TASK GOAL> Extract each line below that contains the string "cloud", and copy every such line in full. Letter case matters.

DATA TO PROCESS>
>> Begin
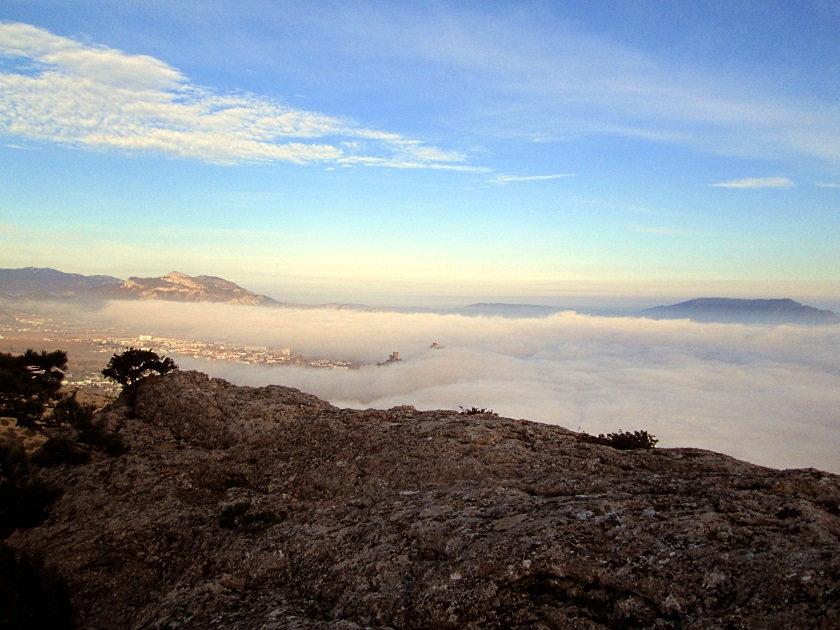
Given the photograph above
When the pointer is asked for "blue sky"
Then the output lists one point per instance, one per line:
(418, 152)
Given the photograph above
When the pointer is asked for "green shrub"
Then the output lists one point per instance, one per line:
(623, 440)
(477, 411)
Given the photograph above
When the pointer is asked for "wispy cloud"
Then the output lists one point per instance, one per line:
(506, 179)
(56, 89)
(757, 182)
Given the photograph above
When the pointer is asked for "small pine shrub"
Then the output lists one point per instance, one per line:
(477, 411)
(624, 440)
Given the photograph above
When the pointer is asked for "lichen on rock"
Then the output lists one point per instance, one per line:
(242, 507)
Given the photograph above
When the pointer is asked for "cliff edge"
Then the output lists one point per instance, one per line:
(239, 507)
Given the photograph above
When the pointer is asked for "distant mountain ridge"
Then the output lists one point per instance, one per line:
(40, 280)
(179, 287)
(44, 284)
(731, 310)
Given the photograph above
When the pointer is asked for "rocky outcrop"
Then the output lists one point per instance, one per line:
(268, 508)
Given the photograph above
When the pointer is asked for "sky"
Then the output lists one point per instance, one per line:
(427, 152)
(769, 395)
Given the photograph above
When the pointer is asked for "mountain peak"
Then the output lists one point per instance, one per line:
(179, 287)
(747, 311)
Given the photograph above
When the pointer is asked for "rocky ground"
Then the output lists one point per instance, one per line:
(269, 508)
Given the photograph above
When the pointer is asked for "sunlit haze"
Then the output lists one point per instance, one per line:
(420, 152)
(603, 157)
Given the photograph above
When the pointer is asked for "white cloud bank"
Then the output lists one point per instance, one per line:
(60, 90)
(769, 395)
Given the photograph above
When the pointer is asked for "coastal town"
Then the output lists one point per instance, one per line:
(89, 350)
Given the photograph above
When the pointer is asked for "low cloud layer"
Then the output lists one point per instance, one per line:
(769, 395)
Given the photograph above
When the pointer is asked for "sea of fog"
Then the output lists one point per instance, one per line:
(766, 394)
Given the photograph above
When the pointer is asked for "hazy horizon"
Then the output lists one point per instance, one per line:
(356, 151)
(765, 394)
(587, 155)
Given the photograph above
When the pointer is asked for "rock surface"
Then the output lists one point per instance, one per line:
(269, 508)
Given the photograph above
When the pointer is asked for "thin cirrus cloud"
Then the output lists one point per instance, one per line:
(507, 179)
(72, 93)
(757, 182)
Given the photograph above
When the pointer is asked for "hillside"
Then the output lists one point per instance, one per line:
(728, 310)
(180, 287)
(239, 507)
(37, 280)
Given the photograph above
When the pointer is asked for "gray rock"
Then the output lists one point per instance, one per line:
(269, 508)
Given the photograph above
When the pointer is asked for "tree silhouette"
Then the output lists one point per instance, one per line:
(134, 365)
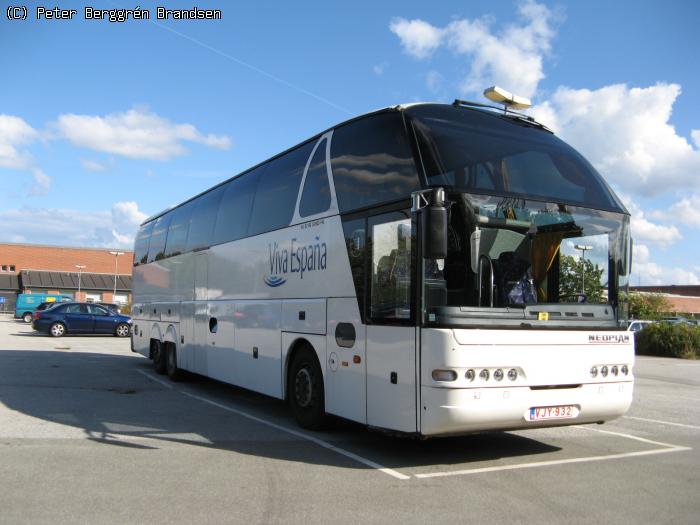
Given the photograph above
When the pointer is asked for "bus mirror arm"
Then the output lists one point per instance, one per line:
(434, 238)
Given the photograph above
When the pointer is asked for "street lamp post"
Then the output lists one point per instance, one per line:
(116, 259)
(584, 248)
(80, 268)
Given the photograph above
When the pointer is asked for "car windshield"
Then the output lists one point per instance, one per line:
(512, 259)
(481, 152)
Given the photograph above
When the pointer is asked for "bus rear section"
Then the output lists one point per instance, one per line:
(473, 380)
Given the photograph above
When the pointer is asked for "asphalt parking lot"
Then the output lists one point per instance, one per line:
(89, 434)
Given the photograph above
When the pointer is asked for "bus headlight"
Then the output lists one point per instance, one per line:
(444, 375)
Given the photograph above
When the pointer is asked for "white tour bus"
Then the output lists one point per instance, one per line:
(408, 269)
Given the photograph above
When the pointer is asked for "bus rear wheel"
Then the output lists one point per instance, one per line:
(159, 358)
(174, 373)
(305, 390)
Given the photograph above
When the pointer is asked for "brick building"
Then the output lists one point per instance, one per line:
>> End
THE ANSWER>
When the pointer is asked for "wispy cloud"
When the pointer is asked for "white cloud bank"
When the pointer is asked for "low cloud layer"
When the pointer is asked for "thin cirrus cloud"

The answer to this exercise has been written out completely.